▶ _What is needed_
Set each record down exactly, excluding all images.

▶ _Excerpted records_
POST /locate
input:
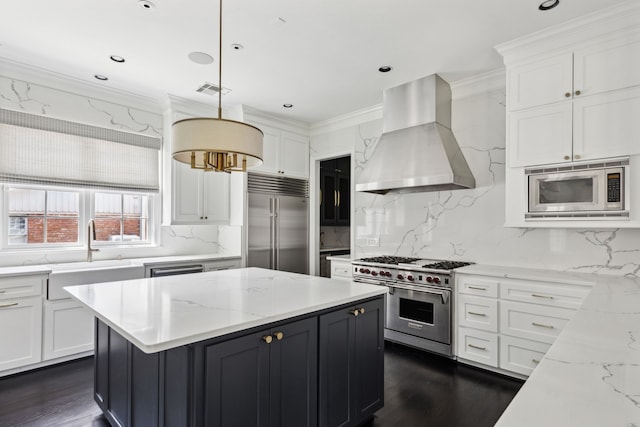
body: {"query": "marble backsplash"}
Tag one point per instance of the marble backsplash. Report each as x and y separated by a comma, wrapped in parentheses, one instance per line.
(468, 224)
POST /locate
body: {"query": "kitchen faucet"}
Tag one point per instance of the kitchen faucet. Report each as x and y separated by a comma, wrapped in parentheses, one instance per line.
(91, 234)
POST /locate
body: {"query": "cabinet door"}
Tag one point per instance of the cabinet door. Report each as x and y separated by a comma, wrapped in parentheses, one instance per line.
(294, 374)
(187, 194)
(237, 382)
(68, 329)
(351, 364)
(294, 155)
(540, 135)
(607, 125)
(540, 82)
(270, 150)
(20, 332)
(215, 197)
(607, 66)
(369, 369)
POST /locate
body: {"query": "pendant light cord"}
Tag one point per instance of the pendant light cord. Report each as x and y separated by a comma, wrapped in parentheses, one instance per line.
(220, 65)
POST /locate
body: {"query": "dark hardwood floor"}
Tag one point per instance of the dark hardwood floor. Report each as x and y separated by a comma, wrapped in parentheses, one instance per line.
(421, 390)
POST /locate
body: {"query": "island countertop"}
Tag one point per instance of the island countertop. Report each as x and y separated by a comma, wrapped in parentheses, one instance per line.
(160, 313)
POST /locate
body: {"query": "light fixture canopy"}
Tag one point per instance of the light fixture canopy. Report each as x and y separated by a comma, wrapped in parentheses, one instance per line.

▶ _Solution below_
POST /locate
input:
body: {"query": "marble backsplash"}
Tag one point per instance of the marble backsplash. Report each as x and y separated by a comma, wrapped in parentheses, one instance per line.
(468, 224)
POST /locate
body: {"query": "kitchen faucet"}
Tag one point per instance of the kitchen faucet. Report each as x and y separated by a comma, wrapped in parentheses, one instance per line.
(91, 234)
POST /locate
body: {"query": "cabinet door"}
Tag one point per instance of the cabinet door. Report each as x and y separated by a comma, wrapped in parentheses, one instance per line.
(294, 374)
(187, 194)
(237, 382)
(68, 329)
(351, 364)
(294, 155)
(540, 135)
(607, 125)
(540, 82)
(270, 150)
(20, 332)
(215, 197)
(607, 66)
(369, 369)
POST /locate
body: {"query": "pendant light cord"}
Tag one point per instance of the pendant light cord. Report each as x and y separated by a comma, wrapped in parentheses, one instance per line.
(220, 65)
POST /locate
body: {"query": "dark hardwood floor"}
Tag one point per instance of the dark hardwood floor. Report each as x and y separated by a comma, wrapped in parentheses, one instance per line.
(421, 390)
POST /locate
body: {"query": "island countertop"}
Tag one point per instance of the island countertop. Report each as x and y separated by a comma, wrapped in parentheses, one instance per line.
(160, 313)
POST /locate
body: {"query": "light fixture canopy"}
Tag one point per instance of the light fixture canopy. Report each as x and y separated by a comma, wrapped in parentheses, one instance per line.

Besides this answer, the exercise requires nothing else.